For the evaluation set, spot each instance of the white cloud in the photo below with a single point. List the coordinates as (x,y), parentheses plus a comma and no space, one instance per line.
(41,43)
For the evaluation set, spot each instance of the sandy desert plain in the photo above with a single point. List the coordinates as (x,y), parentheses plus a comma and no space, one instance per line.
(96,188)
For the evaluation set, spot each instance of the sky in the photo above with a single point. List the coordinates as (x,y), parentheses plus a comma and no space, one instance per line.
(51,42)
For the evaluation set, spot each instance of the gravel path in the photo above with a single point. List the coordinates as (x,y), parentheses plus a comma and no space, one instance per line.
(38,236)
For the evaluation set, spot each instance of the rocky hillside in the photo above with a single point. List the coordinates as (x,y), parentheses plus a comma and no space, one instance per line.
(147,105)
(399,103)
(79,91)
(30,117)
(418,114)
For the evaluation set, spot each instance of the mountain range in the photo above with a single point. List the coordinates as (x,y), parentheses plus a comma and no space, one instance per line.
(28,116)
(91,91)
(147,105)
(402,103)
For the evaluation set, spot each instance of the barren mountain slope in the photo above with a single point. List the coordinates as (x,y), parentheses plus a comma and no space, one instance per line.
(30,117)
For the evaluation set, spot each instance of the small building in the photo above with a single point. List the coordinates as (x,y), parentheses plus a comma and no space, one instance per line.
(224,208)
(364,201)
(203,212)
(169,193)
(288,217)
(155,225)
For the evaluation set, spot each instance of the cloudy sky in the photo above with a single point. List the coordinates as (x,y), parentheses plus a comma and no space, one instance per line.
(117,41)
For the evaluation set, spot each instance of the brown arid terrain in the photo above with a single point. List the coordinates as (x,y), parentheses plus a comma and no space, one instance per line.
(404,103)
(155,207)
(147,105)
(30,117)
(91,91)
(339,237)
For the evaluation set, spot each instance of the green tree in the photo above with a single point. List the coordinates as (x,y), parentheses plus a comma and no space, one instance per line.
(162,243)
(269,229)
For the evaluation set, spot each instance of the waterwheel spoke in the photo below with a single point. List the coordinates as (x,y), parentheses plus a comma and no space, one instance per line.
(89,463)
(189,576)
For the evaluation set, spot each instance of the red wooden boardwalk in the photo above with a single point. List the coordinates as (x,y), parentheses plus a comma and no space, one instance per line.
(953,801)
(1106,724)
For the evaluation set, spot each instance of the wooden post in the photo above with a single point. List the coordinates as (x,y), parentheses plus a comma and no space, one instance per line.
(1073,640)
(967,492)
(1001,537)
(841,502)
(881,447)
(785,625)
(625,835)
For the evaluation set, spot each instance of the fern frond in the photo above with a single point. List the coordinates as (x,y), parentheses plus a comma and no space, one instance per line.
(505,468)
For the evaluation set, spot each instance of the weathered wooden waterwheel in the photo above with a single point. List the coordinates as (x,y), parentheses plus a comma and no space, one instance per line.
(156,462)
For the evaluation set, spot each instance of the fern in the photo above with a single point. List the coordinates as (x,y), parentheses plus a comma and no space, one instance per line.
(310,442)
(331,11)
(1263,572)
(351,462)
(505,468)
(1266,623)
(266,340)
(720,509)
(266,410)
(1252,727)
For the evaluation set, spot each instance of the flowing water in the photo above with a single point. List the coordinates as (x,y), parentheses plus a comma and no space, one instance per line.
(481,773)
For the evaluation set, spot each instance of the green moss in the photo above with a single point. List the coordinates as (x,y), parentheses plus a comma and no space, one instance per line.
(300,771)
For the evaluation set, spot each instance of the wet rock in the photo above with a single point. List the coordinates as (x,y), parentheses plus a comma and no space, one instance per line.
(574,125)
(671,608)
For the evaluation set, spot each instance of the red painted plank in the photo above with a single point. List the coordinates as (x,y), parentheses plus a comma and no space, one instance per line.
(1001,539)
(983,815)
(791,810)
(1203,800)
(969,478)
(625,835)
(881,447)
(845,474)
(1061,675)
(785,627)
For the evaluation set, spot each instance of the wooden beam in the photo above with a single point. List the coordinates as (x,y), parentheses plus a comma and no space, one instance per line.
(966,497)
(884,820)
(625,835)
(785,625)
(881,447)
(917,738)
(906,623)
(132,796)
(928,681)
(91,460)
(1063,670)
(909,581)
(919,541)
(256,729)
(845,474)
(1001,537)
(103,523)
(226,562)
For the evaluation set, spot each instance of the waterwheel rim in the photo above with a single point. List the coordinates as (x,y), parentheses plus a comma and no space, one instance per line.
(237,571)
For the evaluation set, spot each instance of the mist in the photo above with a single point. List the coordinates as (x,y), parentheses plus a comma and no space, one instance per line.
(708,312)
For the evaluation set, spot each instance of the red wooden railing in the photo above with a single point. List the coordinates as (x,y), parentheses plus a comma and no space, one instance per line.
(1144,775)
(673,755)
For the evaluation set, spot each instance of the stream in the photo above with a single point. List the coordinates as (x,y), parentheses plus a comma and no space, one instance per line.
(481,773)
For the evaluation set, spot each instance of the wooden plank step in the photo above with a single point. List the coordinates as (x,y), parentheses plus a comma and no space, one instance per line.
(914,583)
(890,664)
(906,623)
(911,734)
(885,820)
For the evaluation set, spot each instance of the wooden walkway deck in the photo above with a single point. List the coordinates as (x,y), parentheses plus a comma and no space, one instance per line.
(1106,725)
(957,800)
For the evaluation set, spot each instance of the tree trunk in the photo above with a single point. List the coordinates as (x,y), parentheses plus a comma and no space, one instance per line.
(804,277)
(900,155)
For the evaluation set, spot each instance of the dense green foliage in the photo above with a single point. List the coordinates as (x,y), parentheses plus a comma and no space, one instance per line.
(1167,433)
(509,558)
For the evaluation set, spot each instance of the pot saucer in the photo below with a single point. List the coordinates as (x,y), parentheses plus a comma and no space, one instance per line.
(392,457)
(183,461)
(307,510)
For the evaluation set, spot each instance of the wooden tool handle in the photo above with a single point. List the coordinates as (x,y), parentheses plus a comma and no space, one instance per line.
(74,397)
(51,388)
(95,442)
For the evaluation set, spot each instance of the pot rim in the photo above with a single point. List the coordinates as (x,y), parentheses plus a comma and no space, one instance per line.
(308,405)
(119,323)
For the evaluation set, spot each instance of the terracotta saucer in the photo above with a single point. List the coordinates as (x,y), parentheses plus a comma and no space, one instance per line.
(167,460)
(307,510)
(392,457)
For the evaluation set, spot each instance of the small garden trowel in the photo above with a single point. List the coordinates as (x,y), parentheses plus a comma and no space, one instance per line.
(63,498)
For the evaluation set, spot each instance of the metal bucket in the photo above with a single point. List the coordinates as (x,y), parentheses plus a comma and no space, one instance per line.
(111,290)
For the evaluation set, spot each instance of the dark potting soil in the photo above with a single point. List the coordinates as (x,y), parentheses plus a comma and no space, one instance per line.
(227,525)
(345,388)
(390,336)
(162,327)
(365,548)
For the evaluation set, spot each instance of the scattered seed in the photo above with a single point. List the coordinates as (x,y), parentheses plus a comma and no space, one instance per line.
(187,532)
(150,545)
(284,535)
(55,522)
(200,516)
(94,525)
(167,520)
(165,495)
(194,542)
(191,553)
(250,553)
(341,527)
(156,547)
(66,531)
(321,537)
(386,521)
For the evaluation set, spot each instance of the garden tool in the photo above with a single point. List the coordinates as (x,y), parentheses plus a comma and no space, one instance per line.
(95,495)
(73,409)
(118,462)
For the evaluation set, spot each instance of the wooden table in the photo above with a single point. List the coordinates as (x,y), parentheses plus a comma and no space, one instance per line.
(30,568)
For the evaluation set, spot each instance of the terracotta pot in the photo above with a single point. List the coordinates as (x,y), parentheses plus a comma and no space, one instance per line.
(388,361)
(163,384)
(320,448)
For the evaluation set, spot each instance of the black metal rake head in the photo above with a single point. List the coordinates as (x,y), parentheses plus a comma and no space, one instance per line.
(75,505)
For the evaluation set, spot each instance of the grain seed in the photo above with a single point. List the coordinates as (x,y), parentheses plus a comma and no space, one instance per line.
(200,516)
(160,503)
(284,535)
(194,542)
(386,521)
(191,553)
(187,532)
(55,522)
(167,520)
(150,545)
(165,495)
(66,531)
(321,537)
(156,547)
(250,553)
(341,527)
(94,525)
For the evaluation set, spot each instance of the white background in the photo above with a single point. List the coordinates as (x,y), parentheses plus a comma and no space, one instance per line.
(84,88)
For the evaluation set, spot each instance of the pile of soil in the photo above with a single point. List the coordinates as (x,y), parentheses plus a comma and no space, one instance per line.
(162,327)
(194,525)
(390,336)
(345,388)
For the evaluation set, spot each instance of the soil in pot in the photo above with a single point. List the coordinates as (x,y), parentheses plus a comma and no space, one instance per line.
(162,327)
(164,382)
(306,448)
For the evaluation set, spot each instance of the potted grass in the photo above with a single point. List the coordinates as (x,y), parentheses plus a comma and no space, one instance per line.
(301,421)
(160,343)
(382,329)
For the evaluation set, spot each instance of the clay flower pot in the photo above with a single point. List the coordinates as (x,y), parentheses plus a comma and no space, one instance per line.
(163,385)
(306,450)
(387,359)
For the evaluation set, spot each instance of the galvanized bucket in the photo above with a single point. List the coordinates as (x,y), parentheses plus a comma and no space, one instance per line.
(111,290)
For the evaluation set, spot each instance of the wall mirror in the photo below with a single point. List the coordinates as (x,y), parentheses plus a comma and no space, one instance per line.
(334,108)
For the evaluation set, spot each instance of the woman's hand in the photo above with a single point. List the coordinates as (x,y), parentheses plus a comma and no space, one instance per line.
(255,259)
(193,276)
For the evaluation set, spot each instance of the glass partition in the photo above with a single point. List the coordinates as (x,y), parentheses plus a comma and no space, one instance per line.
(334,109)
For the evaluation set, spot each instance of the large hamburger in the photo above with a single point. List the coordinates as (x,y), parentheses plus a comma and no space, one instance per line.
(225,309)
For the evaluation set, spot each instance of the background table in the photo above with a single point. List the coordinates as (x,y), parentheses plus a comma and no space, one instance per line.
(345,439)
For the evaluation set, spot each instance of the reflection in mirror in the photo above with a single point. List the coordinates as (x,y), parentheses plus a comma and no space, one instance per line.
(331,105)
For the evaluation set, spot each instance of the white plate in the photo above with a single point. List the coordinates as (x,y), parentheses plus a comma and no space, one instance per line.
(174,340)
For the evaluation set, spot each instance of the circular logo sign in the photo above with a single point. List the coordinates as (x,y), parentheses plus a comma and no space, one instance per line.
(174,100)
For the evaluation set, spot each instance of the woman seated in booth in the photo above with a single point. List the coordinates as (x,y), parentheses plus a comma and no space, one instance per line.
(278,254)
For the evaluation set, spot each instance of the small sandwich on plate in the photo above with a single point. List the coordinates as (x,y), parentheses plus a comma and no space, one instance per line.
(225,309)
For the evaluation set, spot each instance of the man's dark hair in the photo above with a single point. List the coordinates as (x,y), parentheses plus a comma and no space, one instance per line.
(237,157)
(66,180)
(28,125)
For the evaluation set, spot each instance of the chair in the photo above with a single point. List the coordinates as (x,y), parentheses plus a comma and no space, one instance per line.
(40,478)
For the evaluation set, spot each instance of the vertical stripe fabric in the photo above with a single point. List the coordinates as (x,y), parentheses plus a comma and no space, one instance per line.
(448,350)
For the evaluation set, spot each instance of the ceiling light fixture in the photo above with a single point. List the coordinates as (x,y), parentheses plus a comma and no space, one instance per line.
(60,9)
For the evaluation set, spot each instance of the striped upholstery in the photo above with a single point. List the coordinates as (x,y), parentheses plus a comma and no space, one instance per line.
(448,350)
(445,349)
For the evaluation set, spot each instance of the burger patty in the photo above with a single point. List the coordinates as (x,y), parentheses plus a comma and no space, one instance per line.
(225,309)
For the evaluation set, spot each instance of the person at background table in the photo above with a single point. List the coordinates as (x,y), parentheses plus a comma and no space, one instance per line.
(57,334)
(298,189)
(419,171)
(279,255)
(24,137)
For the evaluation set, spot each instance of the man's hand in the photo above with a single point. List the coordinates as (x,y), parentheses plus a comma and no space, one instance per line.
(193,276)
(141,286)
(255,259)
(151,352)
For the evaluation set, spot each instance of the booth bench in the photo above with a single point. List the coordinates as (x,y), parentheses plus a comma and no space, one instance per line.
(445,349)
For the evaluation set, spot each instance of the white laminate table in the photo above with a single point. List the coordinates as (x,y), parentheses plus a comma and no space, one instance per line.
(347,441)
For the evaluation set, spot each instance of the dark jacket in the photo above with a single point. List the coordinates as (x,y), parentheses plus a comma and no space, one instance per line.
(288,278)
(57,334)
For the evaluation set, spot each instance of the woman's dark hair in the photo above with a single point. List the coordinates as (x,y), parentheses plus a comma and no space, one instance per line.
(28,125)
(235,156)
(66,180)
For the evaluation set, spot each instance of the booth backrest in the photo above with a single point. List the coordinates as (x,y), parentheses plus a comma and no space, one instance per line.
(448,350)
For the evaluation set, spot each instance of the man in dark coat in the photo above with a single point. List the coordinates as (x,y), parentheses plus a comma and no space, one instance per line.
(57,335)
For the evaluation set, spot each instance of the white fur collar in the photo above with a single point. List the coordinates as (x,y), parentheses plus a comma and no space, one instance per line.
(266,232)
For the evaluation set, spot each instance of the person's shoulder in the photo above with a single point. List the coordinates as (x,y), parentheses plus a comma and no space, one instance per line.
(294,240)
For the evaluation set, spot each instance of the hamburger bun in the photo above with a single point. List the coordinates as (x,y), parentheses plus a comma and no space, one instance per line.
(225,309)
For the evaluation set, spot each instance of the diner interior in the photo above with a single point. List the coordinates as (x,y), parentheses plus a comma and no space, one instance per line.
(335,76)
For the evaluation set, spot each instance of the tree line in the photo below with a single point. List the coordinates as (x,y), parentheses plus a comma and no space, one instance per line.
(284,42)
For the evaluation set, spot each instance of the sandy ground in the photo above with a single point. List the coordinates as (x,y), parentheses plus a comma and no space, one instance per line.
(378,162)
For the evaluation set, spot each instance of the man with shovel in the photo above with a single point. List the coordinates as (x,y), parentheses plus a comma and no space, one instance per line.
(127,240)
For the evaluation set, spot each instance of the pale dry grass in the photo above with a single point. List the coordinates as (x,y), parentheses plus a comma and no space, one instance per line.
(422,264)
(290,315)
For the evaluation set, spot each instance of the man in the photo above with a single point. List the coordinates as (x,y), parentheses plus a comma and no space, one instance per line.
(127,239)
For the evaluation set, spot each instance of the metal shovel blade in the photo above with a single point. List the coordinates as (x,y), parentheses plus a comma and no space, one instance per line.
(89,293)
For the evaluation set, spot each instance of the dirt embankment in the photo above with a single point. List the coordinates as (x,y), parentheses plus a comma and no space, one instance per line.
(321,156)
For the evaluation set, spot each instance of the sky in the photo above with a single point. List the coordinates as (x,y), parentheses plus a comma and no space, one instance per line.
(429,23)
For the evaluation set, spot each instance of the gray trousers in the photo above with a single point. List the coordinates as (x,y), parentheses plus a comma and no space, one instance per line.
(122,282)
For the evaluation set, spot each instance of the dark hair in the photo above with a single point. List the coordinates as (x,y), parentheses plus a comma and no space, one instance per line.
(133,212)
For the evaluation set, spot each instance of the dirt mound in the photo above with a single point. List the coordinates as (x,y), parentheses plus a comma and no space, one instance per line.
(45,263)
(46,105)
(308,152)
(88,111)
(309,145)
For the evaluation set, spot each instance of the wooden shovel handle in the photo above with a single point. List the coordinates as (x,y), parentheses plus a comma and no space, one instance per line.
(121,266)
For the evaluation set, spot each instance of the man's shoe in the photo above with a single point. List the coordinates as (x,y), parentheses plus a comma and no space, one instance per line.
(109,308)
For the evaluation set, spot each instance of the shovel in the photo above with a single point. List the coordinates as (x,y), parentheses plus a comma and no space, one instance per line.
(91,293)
....
* _Stated problem_: The lines to quote run from the one containing "For the evaluation set, spot each instance of the wooden shovel" through the final line of the material above; please give them exactly, both ends included, and nothing else.

* _Result of this task_:
For the evaluation set, spot each instance of the wooden shovel handle in the photo above with a single point. List the coordinates as (x,y), parentheses plus a comma and no space, one instance per line.
(121,266)
For the evaluation set, spot each instance of the man's shoe in the photo above with a single point. List the coordinates as (x,y), parentheses plus a comma and no space, one instance per line.
(109,308)
For the evaluation set, spot each instance of the shovel in the photo above with a single point. List the coordinates as (x,y), parentheses plus a comma and no space, one instance per line.
(91,293)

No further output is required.